Collected data entries:
"""
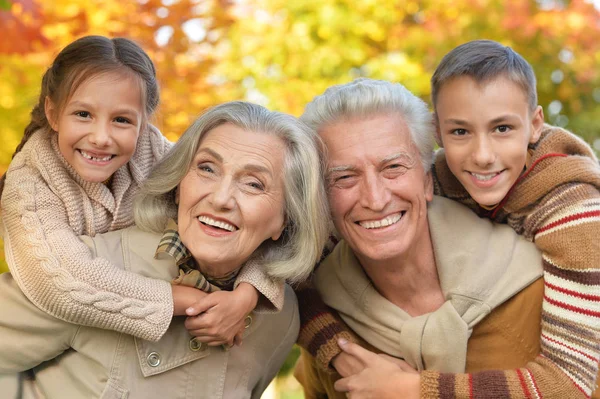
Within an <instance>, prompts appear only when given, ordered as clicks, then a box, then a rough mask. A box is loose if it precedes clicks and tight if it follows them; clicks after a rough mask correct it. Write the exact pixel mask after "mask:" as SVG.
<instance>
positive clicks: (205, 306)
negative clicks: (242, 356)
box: [185, 283, 258, 346]
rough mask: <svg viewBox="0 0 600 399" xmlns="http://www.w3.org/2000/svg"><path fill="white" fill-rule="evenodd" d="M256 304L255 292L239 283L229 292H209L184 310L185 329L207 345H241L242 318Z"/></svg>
mask: <svg viewBox="0 0 600 399" xmlns="http://www.w3.org/2000/svg"><path fill="white" fill-rule="evenodd" d="M257 303H258V291H257V290H256V289H255V288H254V287H253V286H251V285H250V284H247V283H241V284H240V285H239V286H238V287H237V288H236V289H235V290H233V291H217V292H213V293H211V294H209V295H208V296H207V297H206V298H204V299H202V300H200V301H199V302H197V303H195V304H194V305H192V306H190V307H189V308H188V309H187V310H186V314H187V315H188V316H189V317H188V318H187V319H186V321H185V328H187V330H188V332H189V333H190V334H191V335H193V336H195V337H197V338H198V340H199V341H200V342H204V343H206V344H208V345H210V346H217V345H223V344H226V345H229V346H231V345H234V344H236V345H241V344H242V335H243V333H244V330H245V328H246V317H247V316H248V315H249V313H250V312H252V310H253V309H254V308H255V307H256V304H257Z"/></svg>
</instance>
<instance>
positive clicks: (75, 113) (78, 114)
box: [75, 111, 90, 118]
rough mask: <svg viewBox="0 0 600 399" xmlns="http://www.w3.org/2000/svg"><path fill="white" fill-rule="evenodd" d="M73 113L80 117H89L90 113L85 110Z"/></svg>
mask: <svg viewBox="0 0 600 399" xmlns="http://www.w3.org/2000/svg"><path fill="white" fill-rule="evenodd" d="M75 115H77V116H79V117H80V118H89V117H90V113H89V112H87V111H77V112H75Z"/></svg>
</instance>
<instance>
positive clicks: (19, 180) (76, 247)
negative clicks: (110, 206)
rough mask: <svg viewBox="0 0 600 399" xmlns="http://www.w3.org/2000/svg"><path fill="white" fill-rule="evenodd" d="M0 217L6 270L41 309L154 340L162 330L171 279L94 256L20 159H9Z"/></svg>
mask: <svg viewBox="0 0 600 399" xmlns="http://www.w3.org/2000/svg"><path fill="white" fill-rule="evenodd" d="M13 162H15V161H13ZM86 217H93V216H91V212H90V214H86ZM2 224H3V231H4V247H5V253H6V260H7V263H8V265H9V268H10V270H11V272H12V275H13V277H14V279H15V280H16V281H17V283H18V284H19V287H20V288H21V290H22V291H23V293H24V294H25V295H26V296H27V298H28V299H29V300H30V301H31V302H32V303H33V304H35V305H36V306H37V307H39V308H40V309H41V310H43V311H44V312H46V313H48V314H50V315H52V316H54V317H56V318H59V319H61V320H64V321H68V322H70V323H74V324H79V325H87V326H92V327H97V328H104V329H109V330H114V331H118V332H123V333H126V334H130V335H134V336H137V337H140V338H143V339H147V340H152V341H156V340H158V339H159V338H160V337H161V336H162V335H163V334H164V332H165V331H166V330H167V328H168V326H169V324H170V322H171V318H172V314H173V298H172V293H171V287H170V285H169V283H168V282H166V281H162V280H157V279H151V278H147V277H143V276H140V275H137V274H134V273H131V272H128V271H125V270H122V269H120V268H118V267H116V266H114V265H113V264H111V263H110V262H109V261H108V260H106V259H104V258H94V257H93V256H92V255H91V253H90V250H89V248H88V247H87V246H86V245H85V244H84V243H83V242H82V241H81V240H79V239H78V237H77V236H76V234H75V232H74V231H73V229H72V228H71V227H70V225H69V220H68V217H67V213H66V209H65V206H64V204H63V202H62V201H61V199H60V198H59V197H58V196H57V195H56V194H55V193H54V192H53V191H52V190H51V189H50V188H49V187H48V185H47V184H46V183H45V182H44V180H43V179H42V177H41V176H40V175H39V173H38V172H36V171H35V170H33V169H32V168H29V167H27V166H26V165H25V163H22V164H18V163H16V164H15V165H11V169H10V173H8V175H7V179H6V185H5V187H4V192H3V195H2Z"/></svg>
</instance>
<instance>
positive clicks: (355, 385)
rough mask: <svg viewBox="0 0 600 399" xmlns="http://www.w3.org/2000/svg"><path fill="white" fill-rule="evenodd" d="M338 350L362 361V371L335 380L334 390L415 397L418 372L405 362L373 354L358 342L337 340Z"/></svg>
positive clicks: (395, 395)
mask: <svg viewBox="0 0 600 399" xmlns="http://www.w3.org/2000/svg"><path fill="white" fill-rule="evenodd" d="M338 343H339V345H340V347H341V348H342V350H344V352H345V353H348V354H349V355H352V356H354V357H355V358H356V359H358V361H360V362H361V363H362V365H363V366H364V367H363V370H362V371H360V372H359V373H357V374H354V375H352V376H350V377H346V378H342V379H340V380H338V381H336V382H335V384H334V388H335V390H336V391H338V392H347V396H348V397H352V398H358V399H360V398H418V397H419V390H420V382H421V381H420V375H419V373H417V372H416V371H415V370H413V369H412V368H410V366H409V365H408V364H406V363H405V362H403V361H401V360H399V361H398V362H397V361H396V360H398V359H395V360H394V361H392V360H391V357H390V356H387V355H377V354H375V353H373V352H370V351H368V350H366V349H364V348H362V347H361V346H360V345H356V344H353V343H351V342H347V341H346V340H339V341H338Z"/></svg>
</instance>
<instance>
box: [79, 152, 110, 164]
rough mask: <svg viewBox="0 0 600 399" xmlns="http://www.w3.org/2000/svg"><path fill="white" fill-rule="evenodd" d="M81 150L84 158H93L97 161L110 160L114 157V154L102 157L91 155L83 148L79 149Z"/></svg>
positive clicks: (92, 159)
mask: <svg viewBox="0 0 600 399" xmlns="http://www.w3.org/2000/svg"><path fill="white" fill-rule="evenodd" d="M79 152H80V153H81V155H82V156H83V157H84V158H87V159H91V160H92V161H97V162H102V161H110V159H111V158H112V155H107V156H105V157H102V158H96V157H93V156H91V155H90V154H88V153H87V152H85V151H83V150H79Z"/></svg>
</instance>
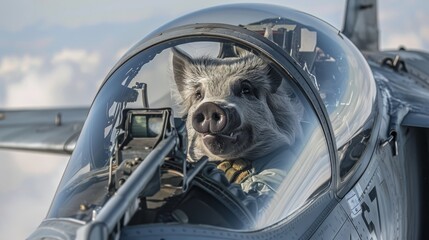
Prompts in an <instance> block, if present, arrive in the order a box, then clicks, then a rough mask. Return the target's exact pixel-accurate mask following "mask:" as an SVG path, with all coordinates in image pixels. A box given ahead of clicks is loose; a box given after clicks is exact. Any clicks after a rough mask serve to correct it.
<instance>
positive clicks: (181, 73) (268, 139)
mask: <svg viewBox="0 0 429 240" xmlns="http://www.w3.org/2000/svg"><path fill="white" fill-rule="evenodd" d="M240 52H241V53H239V54H237V56H229V57H225V58H210V57H199V58H192V57H190V56H189V55H187V54H186V53H185V52H183V51H182V50H179V49H178V48H174V50H173V61H172V62H173V73H174V80H175V82H176V86H177V89H178V91H179V93H180V96H181V104H180V105H181V106H182V108H183V111H184V115H186V116H187V117H186V127H187V131H188V154H189V156H190V159H193V160H198V159H199V158H201V157H202V156H204V155H205V156H208V157H209V158H210V159H211V160H217V161H222V160H228V159H247V160H250V161H252V160H255V159H258V158H261V157H263V156H265V155H267V154H269V153H271V152H273V151H274V150H276V149H278V148H279V147H287V146H291V145H293V144H294V142H295V141H296V139H297V138H298V137H299V136H300V134H301V133H302V130H301V127H300V120H301V115H302V107H301V105H300V104H299V101H297V100H296V98H292V97H291V91H290V89H289V88H288V87H287V84H286V83H285V81H283V78H282V76H281V75H279V74H278V73H277V71H276V70H274V68H273V67H272V66H271V65H270V64H267V63H266V62H265V61H264V60H262V59H261V58H260V57H257V56H256V55H254V54H252V53H247V52H244V50H242V51H240ZM220 55H221V54H220Z"/></svg>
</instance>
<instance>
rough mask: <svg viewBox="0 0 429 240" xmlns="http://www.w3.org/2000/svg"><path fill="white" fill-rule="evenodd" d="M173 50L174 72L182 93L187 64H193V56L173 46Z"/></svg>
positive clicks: (179, 88) (174, 80) (178, 84)
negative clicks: (192, 63) (191, 56)
mask: <svg viewBox="0 0 429 240" xmlns="http://www.w3.org/2000/svg"><path fill="white" fill-rule="evenodd" d="M171 50H172V52H173V73H174V81H176V85H177V88H178V89H179V92H180V93H182V91H183V89H184V88H185V84H186V81H185V71H186V68H187V65H190V64H192V58H191V57H190V56H189V55H188V54H187V53H185V52H183V51H182V50H180V49H178V48H176V47H173V48H171Z"/></svg>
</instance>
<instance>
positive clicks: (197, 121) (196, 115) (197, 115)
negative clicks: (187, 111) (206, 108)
mask: <svg viewBox="0 0 429 240" xmlns="http://www.w3.org/2000/svg"><path fill="white" fill-rule="evenodd" d="M195 120H196V121H197V122H199V123H201V122H203V121H204V114H202V113H199V114H197V115H196V116H195Z"/></svg>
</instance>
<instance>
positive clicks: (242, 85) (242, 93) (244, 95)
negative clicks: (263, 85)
mask: <svg viewBox="0 0 429 240" xmlns="http://www.w3.org/2000/svg"><path fill="white" fill-rule="evenodd" d="M240 94H241V95H242V96H254V95H255V90H254V88H253V87H252V85H251V84H250V83H249V82H248V81H243V82H241V90H240Z"/></svg>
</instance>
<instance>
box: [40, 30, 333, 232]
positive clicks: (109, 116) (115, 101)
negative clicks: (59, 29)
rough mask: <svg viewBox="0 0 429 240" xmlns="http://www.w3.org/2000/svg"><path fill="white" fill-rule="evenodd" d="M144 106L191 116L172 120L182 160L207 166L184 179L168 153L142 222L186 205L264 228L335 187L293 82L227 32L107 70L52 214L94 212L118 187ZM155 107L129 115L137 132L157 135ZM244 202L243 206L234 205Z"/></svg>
mask: <svg viewBox="0 0 429 240" xmlns="http://www.w3.org/2000/svg"><path fill="white" fill-rule="evenodd" d="M148 107H150V108H151V109H154V108H168V109H172V118H173V119H174V122H176V123H177V124H178V125H180V124H183V126H184V128H183V129H182V130H180V128H179V127H177V126H176V128H177V131H178V132H179V135H180V136H183V138H184V139H185V140H184V141H185V143H186V146H185V147H184V150H183V154H184V155H185V156H186V157H185V159H186V160H184V161H185V162H187V163H188V164H189V165H186V167H185V168H189V169H193V166H194V165H195V164H197V163H198V162H201V161H202V159H204V158H205V157H208V163H204V167H203V168H202V170H201V169H200V170H198V174H197V175H196V176H195V177H194V178H192V181H191V180H190V182H189V188H184V187H183V186H184V185H183V182H184V181H186V180H187V178H189V177H188V176H187V175H186V172H185V171H184V170H183V166H184V165H183V159H181V158H179V157H177V156H178V155H177V154H176V155H174V156H176V157H171V156H170V157H169V158H168V159H166V160H165V162H164V163H163V164H162V165H161V166H160V175H159V178H158V177H156V178H157V179H161V180H156V179H154V181H152V183H153V182H156V183H157V182H159V189H157V188H156V187H155V188H154V189H152V190H150V191H149V193H147V192H146V193H145V194H143V195H142V196H141V201H142V202H143V203H144V204H143V206H144V207H141V210H139V211H141V212H140V214H136V216H137V215H138V216H140V217H136V218H137V219H133V223H135V224H145V223H154V222H165V221H167V222H170V221H172V222H175V221H176V222H177V221H179V220H180V219H179V220H178V219H177V217H174V216H175V215H177V211H179V210H180V212H181V213H180V214H179V215H181V216H182V215H184V216H186V219H187V221H186V223H190V224H209V225H214V226H222V227H228V228H234V229H244V230H246V229H259V228H264V227H267V226H270V225H272V224H275V223H276V222H277V221H279V220H281V219H285V218H287V217H288V216H291V214H293V213H294V212H296V211H297V210H299V209H300V208H302V207H303V206H305V205H306V204H309V203H311V200H312V199H314V198H315V197H317V196H318V195H319V194H320V193H322V192H324V191H325V190H326V189H327V188H328V187H329V185H330V179H331V164H330V156H329V154H328V147H327V142H326V138H325V132H324V131H323V129H322V127H321V124H320V122H319V120H318V119H319V117H318V116H317V114H316V112H315V110H314V109H313V106H312V104H311V103H310V101H309V100H308V98H307V96H306V94H305V93H304V92H303V91H302V89H301V87H299V83H298V82H297V80H296V79H295V78H294V77H293V76H292V75H291V74H290V73H289V72H288V71H287V70H285V69H284V67H282V66H280V65H278V63H276V62H274V61H272V60H271V59H270V58H269V57H267V56H265V55H264V54H263V53H262V52H260V51H258V50H256V49H249V46H246V45H241V43H239V42H237V41H234V40H232V39H230V38H228V37H224V38H222V37H216V38H213V37H206V38H204V37H197V38H190V37H183V38H177V39H174V40H171V41H165V42H163V43H160V44H157V45H154V46H152V47H151V48H148V49H146V50H143V51H141V52H139V53H138V54H136V55H135V56H133V57H132V58H130V59H129V60H128V61H126V62H124V63H123V64H122V65H121V66H120V67H119V68H118V69H117V70H116V71H114V72H113V74H112V75H111V76H110V77H109V78H108V80H107V81H106V82H105V84H104V85H103V87H102V88H101V90H100V92H99V93H98V95H97V97H96V99H95V101H94V103H93V106H92V108H91V111H90V113H89V115H88V118H87V121H86V123H85V126H84V128H83V130H82V133H81V136H80V138H79V141H78V143H77V146H76V149H75V151H74V152H73V155H72V157H71V160H70V163H69V165H68V166H67V169H66V173H65V175H64V177H63V179H62V181H61V184H60V187H59V190H58V192H57V194H56V197H55V199H54V203H53V205H52V207H51V210H50V212H49V215H48V217H71V218H76V219H79V220H84V221H91V219H93V218H94V214H95V213H96V212H97V211H98V210H100V209H102V207H103V205H104V204H105V203H106V201H108V200H109V198H110V197H111V196H112V192H111V191H109V189H110V190H111V188H113V191H115V189H117V188H119V187H120V185H121V184H122V183H121V182H120V180H118V181H117V182H116V184H117V185H115V180H114V179H116V180H117V179H118V177H117V176H118V175H119V174H123V172H124V171H122V170H121V169H123V165H122V163H123V162H126V160H127V159H125V158H126V157H123V158H124V159H122V160H120V159H121V158H120V157H118V156H129V155H127V154H128V153H127V154H126V151H128V150H129V149H130V147H131V146H132V147H131V150H133V149H134V151H137V152H138V151H139V150H136V149H138V147H136V146H138V145H139V144H145V143H144V142H143V141H130V142H129V143H128V142H127V141H126V140H124V138H127V137H126V136H127V135H132V134H129V133H127V132H126V130H124V122H127V121H128V120H126V119H128V115H129V114H128V113H129V112H130V111H133V112H135V113H139V112H141V111H145V110H143V109H147V108H148ZM129 109H132V110H129ZM153 111H155V110H153ZM127 114H128V115H127ZM145 116H146V115H145ZM153 116H154V115H153V114H152V115H148V118H147V117H142V116H137V117H132V118H130V119H131V120H130V121H129V122H130V124H131V127H130V130H129V131H133V134H134V137H135V138H144V139H146V137H152V135H157V134H158V133H159V132H160V130H159V126H160V125H159V121H158V120H156V119H155V121H152V122H153V124H152V125H153V128H152V130H151V131H149V130H148V129H149V125H148V124H151V120H150V119H153V118H154V117H153ZM145 119H149V120H145ZM124 136H125V137H124ZM145 141H146V140H145ZM136 143H138V144H137V145H136ZM118 146H119V147H118ZM141 151H142V152H145V153H146V152H147V151H149V152H150V151H151V148H146V147H145V148H142V150H141ZM142 154H143V153H142ZM143 155H144V154H143ZM131 160H134V158H133V159H131ZM121 171H122V172H121ZM219 176H220V177H219ZM112 179H113V180H112ZM188 180H189V179H188ZM112 182H114V183H112ZM109 184H113V187H111V186H110V185H109ZM237 187H238V188H237ZM234 189H235V190H234ZM278 193H281V194H278ZM237 194H238V195H237ZM243 196H244V197H243ZM208 202H210V203H211V204H207V203H208ZM172 203H175V204H173V205H172ZM279 203H282V204H279ZM237 207H238V208H239V209H241V213H236V211H233V209H236V208H237ZM228 209H229V210H228ZM204 212H212V213H213V218H210V219H207V218H205V217H204V216H202V215H201V213H204ZM173 213H174V214H173ZM172 214H173V215H174V216H173V215H172ZM231 214H232V215H231ZM240 214H242V215H240ZM216 216H217V217H216ZM243 216H245V217H243ZM228 219H229V220H228ZM243 219H247V220H246V221H244V220H243ZM182 220H183V219H182ZM182 220H180V221H182ZM180 221H179V222H180Z"/></svg>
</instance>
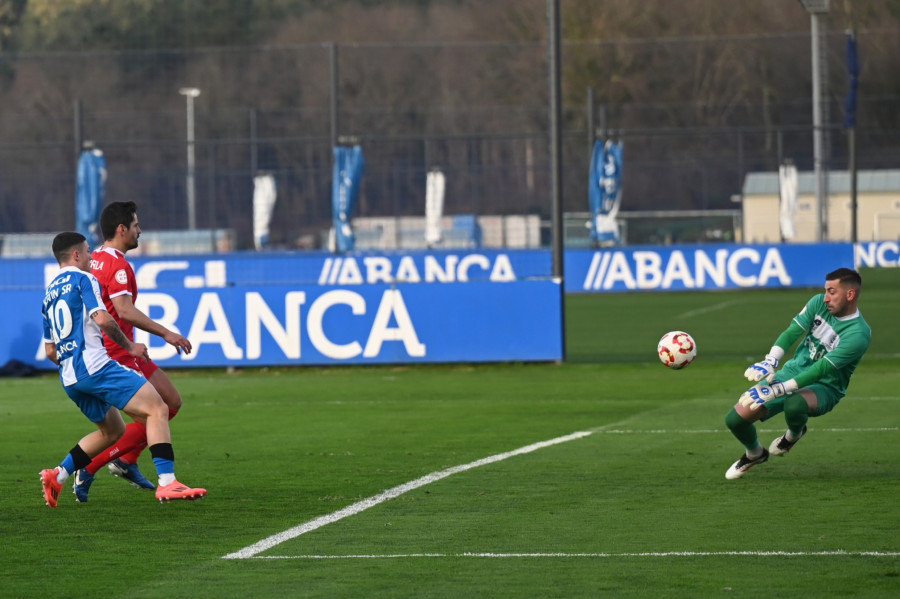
"""
WORK REQUIRED: Output the lines of the data verbatim, beginning with the line that contains "304L255 292L239 283L229" and ending after the line that contains "box: [75, 111, 90, 118]".

TASK SOLUTION:
rough mask: <svg viewBox="0 0 600 399" xmlns="http://www.w3.org/2000/svg"><path fill="white" fill-rule="evenodd" d="M256 304L255 292L239 283L229 292H209L184 310L185 329L207 345H241L242 318Z"/></svg>
mask: <svg viewBox="0 0 600 399" xmlns="http://www.w3.org/2000/svg"><path fill="white" fill-rule="evenodd" d="M257 303H258V291H257V290H256V289H255V288H254V287H253V286H251V285H250V284H247V283H241V284H240V285H239V286H238V287H237V288H236V289H235V290H233V291H217V292H213V293H211V294H209V295H208V296H207V297H206V298H204V299H202V300H200V301H199V302H197V303H195V304H194V305H192V306H190V307H189V308H188V309H187V310H186V314H187V315H188V316H189V317H188V318H187V319H186V321H185V328H187V330H188V332H189V333H190V334H191V335H193V336H195V337H197V338H198V340H199V341H200V342H204V343H206V344H208V345H210V346H217V345H223V344H226V345H229V346H231V345H234V344H236V345H241V344H242V335H243V333H244V330H245V328H246V317H247V316H248V315H249V313H250V312H252V310H253V309H254V308H255V307H256V304H257Z"/></svg>
</instance>
<instance>
positive clicks: (75, 113) (78, 114)
box: [75, 111, 90, 118]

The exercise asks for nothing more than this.